The best solar panel only converts about 20% of the sun’s rays hitting its surface into usable electricity. On a perfect day at sea level, that panel could generate approximately 200 watts of electricity per square meter. Introduce clouds, shade from trees, or dust in the wind and that power drops even further—making solar a variable energy source for the grid, or anything else powered by photovoltaic panels. So, our physical analytics team at IBM Research built a basketball-sized and -shaped camera that can predict solar radiation for the Department of Energy—and more recently, the University of Michigan’s solar car team (Fig. 1).
The wide-angle (more than 180 degrees) sky camera provides information on sky conditions and their rate of change. Where is the sun? How many clouds are in the sky (and with some triangulation with other cameras, how high are they)?
The sky camera is also built with a solar pyranometer, GPS sensor, and onboard processor, all packaged in a weatherproof enclosure for external use. The pyranometer provides an instantaneous and precise readout of solar radiation. The GPS sensor gives precise location information. All of this information is processed using an onboard computer and a predictive model to generate real-time solar insolation (sun exposure) values and prediction for 10-15 minutes in the future. These results are transmitted by direct network connection, or satellite link in the case of the mobile unit.
The sky-camera data is sent to a cognitive computer that couples this real-time information with incoming weather data, such as wind speed and direction, as well as historical forecasts. The machine-learning algorithms that interpret this information give us an improved picture of how much solar energy our panels are absorbing now, and how soon-to-happen weather events will affect the panels’ ability to absorb the sun’s rays.
Knowing how much solar energy we will or won’t have in the next several minutes gives a grid operator time to shift energy resources. For example, our recent Department of Energy-funded tests with “ISO-New England, the grid operator serving Connecticut, Maine, Massachusetts, New Hampshire, Rhode Island, and Vermont, show that our system can be 30% more accurate than other state-of-the-art approaches.”
UM Solar Car
Utility grids are stationary. Put the camera in a place with an unobstructed view of the sky, and let the data roll in. So, when the University of Michigan’s solar car team asked us about using the cameras to help with forecasts for its World Solar Challenge race in Australia, we had to not only think about all the variables of it continuously seeing and understanding a new slice of sky as it cruised down the road, but also how we were going to make it mobile at all.
The solar car is a four-wheeled solar panel that can maintain speeds well above 60 miles per hour. And we would need to know at any moment the car’s solar absorption per square meter of its panel. A rental car’s roof luggage rack is not a good fit!
Thankfully, after a 600-mile mock race with the UM students, the mounting system was stable and ready for the Australian Outback.
Our camera was perched on top of UM’s weather car (Fig. 2), which drives about 10 to 15 minutes ahead of their solar car. This allows the camera to absorb data from the approaching sky, and our system to produce a short-term forecast, for the UM team. If clouds are moving toward the route, they can determine if the solar car should change its speed based on the clouds’ speed —saving valuable time and energy.
The system will also use the camera’s data and historical forecast data to produce a long-range forecast. This prediction gives UM a benchmark to help decide where to park the solar car during the week-long race. Where and when the team stops will make an important difference in how efficiently they can recharge the car’s battery via the solar panels before nightfall.

- COLLECTED MATERIAL
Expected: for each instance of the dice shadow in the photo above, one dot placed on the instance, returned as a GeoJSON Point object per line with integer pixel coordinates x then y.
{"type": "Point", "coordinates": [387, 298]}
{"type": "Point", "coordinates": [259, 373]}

- EXERCISE DETAILS
Answer these questions from the sky camera article:
(a) About how many watts of electricity per square meter could the best solar panel generate on a perfect day at sea level?
(b) How far into the future does the sky camera's onboard system predict solar insolation?
(c) How long was the mock race completed with the UM students?
The material is not needed for this.

- COMPLETE OUTPUT
(a) Approximately 200 watts per square meter.
(b) 10 to 15 minutes.
(c) 600 miles.